--- Document section Enclosed Below ---

“Maybe I don’t want to be well! Maybe I don’t want to get better!”
I had admitted it to my therapist one session. After a few failed attempts of setting mental health goals that would give me stability, it had become clear to me that a large part of me did not want to heal. I was a survivor of childhood sexual abuse. I have PTSD (post traumatic stress disorder). I have depression and dissociation. My whole life had centered around who I was a mental health patient. I didn’t have time to finish my education, start a dream career or date. All my energy and attention went to the battle for my mental health. It was my reason but it became my excuse and my copout. If I could snap my fingers and take away all my mental health issues I would lose my identity. I AM A MENTAL HEALTH PATIENT! On the outside I would be ashamed of my mental health status but inside I wouldn’t give it up. It was all I had.
Creating A New Identity
What is a personality?
Oxford Language defines personality as the combination of characteristics or qualities that form an individual’s distinctive character.
The gray matters way of creating a new identity is not throwing away the mental health patient title but shrinking it as you amplify other qualities.
Personality Traits Example
Funny Shy Introvert Extrovert Ambivert Outspoken Conservative Reserve Liberal
Think about how you interact with others verses when you’re alone. Are you outspoken or more reserved and why? Do you want to change and why? Is this a positive or negative reason for keeping or changing your traits.
I am a reserved introvert with a dry wit. Being a loner and low self esteem lead me to be a more introverted person but as I got older I was given the opportunity to be more outgoing due to people inviting me to events. Even though I had strengthened my self esteem and had more opportunities to be outgoing and extroverted, I felt more natural being an introverted because people drain me. I always thought that my low self esteem prevented me from liking clubs. I went to a party, bar and a comedy club. I didn’t like it. I also didn’t like being around loud noise or groups. If I did go out I would prefer a museum, zoo, the movies or a quiet restaurant.

--- End of Enclosed Document section ---

Resume the essay above about shaping an identity beyond being a mental health patient, starting right after its final sentence, "If I did go out I would prefer a museum, zoo, the movies or a quiet restaurant."

--- Excerpted records Enclosed Below ---

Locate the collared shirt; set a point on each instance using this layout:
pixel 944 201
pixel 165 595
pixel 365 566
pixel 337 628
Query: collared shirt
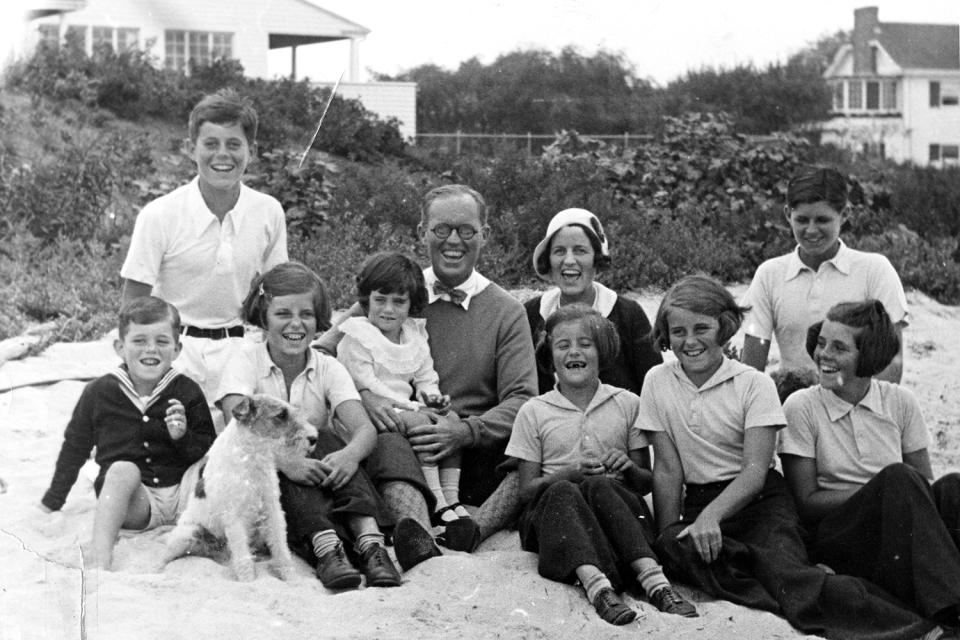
pixel 553 431
pixel 473 285
pixel 852 443
pixel 316 392
pixel 199 264
pixel 603 300
pixel 786 297
pixel 707 424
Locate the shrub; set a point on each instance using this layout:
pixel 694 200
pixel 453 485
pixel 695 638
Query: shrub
pixel 72 282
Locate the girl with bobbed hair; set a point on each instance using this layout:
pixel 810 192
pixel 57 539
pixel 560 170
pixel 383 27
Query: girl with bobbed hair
pixel 855 453
pixel 572 251
pixel 791 292
pixel 727 521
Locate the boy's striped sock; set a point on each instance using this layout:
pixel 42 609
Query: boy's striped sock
pixel 324 542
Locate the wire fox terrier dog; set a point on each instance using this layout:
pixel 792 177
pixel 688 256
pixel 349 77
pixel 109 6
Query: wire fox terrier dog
pixel 238 495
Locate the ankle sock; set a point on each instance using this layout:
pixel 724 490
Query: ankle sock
pixel 593 580
pixel 324 542
pixel 650 576
pixel 432 475
pixel 450 485
pixel 366 540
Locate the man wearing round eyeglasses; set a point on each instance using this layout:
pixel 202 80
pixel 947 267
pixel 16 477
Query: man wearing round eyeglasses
pixel 482 350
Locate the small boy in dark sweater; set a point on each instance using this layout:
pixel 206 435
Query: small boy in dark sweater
pixel 150 425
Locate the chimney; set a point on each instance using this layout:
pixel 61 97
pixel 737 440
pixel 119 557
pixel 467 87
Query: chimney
pixel 866 27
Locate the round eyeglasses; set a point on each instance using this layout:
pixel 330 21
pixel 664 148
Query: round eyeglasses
pixel 443 231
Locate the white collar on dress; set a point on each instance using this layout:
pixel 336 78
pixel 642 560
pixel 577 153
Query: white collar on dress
pixel 472 286
pixel 603 301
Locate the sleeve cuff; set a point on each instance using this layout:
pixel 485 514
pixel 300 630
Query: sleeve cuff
pixel 476 428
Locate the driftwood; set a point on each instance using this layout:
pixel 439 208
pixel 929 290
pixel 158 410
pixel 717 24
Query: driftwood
pixel 16 348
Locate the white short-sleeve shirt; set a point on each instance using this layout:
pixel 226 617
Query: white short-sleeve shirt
pixel 316 392
pixel 198 264
pixel 707 424
pixel 553 431
pixel 786 297
pixel 852 443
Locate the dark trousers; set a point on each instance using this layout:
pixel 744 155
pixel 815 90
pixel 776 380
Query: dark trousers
pixel 764 565
pixel 310 509
pixel 900 533
pixel 598 522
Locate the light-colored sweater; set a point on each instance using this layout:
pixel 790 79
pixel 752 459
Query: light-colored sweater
pixel 484 357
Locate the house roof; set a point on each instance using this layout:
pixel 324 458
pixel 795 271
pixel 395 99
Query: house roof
pixel 921 46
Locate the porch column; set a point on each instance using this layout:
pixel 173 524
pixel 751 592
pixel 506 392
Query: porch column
pixel 354 75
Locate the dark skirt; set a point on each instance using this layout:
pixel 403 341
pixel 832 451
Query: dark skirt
pixel 764 565
pixel 597 522
pixel 900 533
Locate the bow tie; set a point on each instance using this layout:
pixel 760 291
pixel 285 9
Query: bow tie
pixel 452 294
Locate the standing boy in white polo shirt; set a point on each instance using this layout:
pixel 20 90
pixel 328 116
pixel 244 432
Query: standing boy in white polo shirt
pixel 199 246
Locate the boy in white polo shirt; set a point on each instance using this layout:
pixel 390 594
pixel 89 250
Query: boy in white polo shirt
pixel 199 246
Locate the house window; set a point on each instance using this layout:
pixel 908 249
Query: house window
pixel 49 35
pixel 175 50
pixel 838 96
pixel 76 37
pixel 856 95
pixel 890 96
pixel 220 46
pixel 128 39
pixel 198 47
pixel 873 95
pixel 945 152
pixel 950 94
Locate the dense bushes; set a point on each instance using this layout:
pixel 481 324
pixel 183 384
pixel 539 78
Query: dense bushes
pixel 699 197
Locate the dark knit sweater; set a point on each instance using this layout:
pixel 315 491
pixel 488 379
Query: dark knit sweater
pixel 106 418
pixel 484 357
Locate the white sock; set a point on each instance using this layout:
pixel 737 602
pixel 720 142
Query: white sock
pixel 432 475
pixel 593 580
pixel 450 484
pixel 651 576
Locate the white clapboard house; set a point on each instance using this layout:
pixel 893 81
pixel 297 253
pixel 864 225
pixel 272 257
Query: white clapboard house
pixel 179 31
pixel 896 91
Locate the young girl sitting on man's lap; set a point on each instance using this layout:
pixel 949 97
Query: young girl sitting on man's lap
pixel 387 353
pixel 584 467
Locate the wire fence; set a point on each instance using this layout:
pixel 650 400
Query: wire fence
pixel 458 142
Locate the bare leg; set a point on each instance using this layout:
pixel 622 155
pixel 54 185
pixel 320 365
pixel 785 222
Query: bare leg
pixel 501 509
pixel 405 501
pixel 123 502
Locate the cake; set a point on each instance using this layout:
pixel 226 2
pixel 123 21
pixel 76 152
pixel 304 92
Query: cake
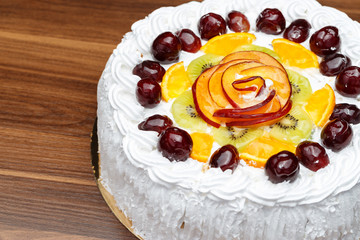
pixel 163 196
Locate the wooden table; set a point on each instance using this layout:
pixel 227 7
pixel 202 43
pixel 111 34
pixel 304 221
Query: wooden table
pixel 52 54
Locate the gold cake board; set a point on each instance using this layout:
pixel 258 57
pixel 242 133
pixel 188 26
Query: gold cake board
pixel 109 199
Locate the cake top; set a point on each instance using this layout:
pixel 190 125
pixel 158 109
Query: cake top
pixel 142 147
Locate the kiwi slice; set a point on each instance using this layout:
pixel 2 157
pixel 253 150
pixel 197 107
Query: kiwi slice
pixel 200 64
pixel 294 127
pixel 301 88
pixel 238 137
pixel 252 47
pixel 185 114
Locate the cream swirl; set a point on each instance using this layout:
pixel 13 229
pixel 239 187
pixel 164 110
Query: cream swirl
pixel 246 182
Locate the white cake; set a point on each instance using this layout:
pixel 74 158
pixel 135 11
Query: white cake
pixel 177 200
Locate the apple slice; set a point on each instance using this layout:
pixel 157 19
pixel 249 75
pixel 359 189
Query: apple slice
pixel 204 104
pixel 278 77
pixel 241 112
pixel 257 56
pixel 261 121
pixel 231 76
pixel 215 87
pixel 257 84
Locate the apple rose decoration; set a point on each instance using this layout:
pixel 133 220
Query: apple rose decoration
pixel 246 89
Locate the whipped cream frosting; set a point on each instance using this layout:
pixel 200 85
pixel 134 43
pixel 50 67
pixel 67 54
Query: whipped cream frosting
pixel 178 200
pixel 246 182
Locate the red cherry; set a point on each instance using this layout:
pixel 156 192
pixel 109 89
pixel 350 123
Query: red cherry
pixel 166 48
pixel 157 123
pixel 347 83
pixel 148 93
pixel 347 112
pixel 271 21
pixel 325 41
pixel 283 166
pixel 226 157
pixel 298 31
pixel 334 64
pixel 312 155
pixel 149 69
pixel 189 41
pixel 237 22
pixel 175 144
pixel 211 25
pixel 336 135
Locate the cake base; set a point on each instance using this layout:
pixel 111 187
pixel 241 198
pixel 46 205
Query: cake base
pixel 109 199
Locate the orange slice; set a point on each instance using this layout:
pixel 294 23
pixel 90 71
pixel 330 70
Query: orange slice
pixel 320 105
pixel 260 150
pixel 294 54
pixel 175 81
pixel 225 44
pixel 202 145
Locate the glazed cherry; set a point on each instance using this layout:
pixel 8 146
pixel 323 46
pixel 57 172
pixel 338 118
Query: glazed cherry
pixel 347 112
pixel 334 64
pixel 348 82
pixel 271 21
pixel 189 41
pixel 336 135
pixel 175 144
pixel 237 22
pixel 166 48
pixel 283 166
pixel 312 155
pixel 157 123
pixel 325 41
pixel 149 69
pixel 211 25
pixel 226 157
pixel 298 31
pixel 148 93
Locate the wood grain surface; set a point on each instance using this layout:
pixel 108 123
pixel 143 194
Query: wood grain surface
pixel 52 54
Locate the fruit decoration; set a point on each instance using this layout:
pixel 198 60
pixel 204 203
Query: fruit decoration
pixel 202 145
pixel 312 155
pixel 271 21
pixel 225 44
pixel 211 25
pixel 325 41
pixel 334 64
pixel 238 87
pixel 336 135
pixel 189 41
pixel 149 69
pixel 347 112
pixel 298 31
pixel 166 48
pixel 320 105
pixel 294 127
pixel 200 64
pixel 175 144
pixel 299 56
pixel 148 93
pixel 237 22
pixel 226 157
pixel 348 82
pixel 210 96
pixel 261 149
pixel 157 123
pixel 238 137
pixel 283 166
pixel 175 81
pixel 301 88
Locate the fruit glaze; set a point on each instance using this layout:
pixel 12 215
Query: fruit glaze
pixel 145 183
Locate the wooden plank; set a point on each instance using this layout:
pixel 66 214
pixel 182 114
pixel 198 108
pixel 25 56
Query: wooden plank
pixel 52 54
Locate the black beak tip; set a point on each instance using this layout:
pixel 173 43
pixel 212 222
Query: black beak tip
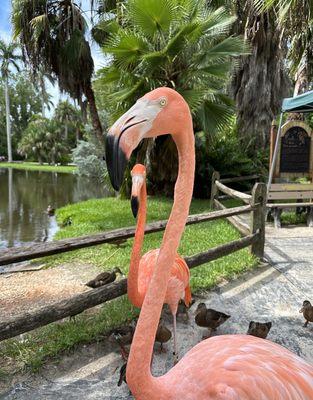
pixel 134 205
pixel 116 161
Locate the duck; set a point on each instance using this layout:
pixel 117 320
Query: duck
pixel 209 318
pixel 122 375
pixel 124 336
pixel 183 309
pixel 163 335
pixel 104 278
pixel 50 211
pixel 259 329
pixel 307 310
pixel 118 242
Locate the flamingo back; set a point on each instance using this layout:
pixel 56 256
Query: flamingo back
pixel 178 285
pixel 240 367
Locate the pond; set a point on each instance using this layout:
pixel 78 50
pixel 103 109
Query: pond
pixel 25 196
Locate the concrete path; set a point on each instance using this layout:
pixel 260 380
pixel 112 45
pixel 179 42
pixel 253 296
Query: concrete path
pixel 269 293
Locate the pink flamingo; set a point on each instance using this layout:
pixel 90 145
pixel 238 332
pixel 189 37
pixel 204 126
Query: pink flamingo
pixel 141 268
pixel 228 367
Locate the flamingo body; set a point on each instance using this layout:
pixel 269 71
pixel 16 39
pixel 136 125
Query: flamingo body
pixel 235 367
pixel 232 367
pixel 178 286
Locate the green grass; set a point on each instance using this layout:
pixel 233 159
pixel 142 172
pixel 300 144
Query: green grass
pixel 32 166
pixel 94 216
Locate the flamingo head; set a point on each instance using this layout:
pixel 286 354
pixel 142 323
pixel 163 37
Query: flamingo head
pixel 159 112
pixel 138 174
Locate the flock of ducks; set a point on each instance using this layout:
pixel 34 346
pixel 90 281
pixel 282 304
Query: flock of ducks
pixel 204 317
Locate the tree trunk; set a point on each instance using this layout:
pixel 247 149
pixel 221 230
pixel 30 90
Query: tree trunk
pixel 301 86
pixel 94 113
pixel 8 122
pixel 260 82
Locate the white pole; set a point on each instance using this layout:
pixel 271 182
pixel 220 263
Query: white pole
pixel 270 176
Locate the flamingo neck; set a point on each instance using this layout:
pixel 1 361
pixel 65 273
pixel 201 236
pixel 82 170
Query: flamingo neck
pixel 132 280
pixel 139 378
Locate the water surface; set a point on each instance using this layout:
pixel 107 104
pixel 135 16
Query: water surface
pixel 25 196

--- End of Enclosed Excerpted records ---

_Output:_
I fully accepted my introvert status and have read up what that means and to reserve my energy. Being an introvert has also caused me to be more attentive in taking care of my mental health.
Activities not only are good for mental health but they can build your identity. I have decided to start taking martial arts. At first I struggled because it triggered my insecurities. I doubted my own capability. I would never take up a new hobby because I didn’t think I was smart enough to comprehend the lessons. Being a beginner in martial arts, I became even more aware of my physical weakness. I never stood up for myself because I couldn’t verbally or physically fight back. I’ve never been in a fight. I always submitted and bowed down to anyone who would even glare in my direction. Taking martial arts class has given me something outside of myself I could focus on but has also strengthened my confidence in my own abilities.
Ask yourself what do I have to focus on outside of my inner issues.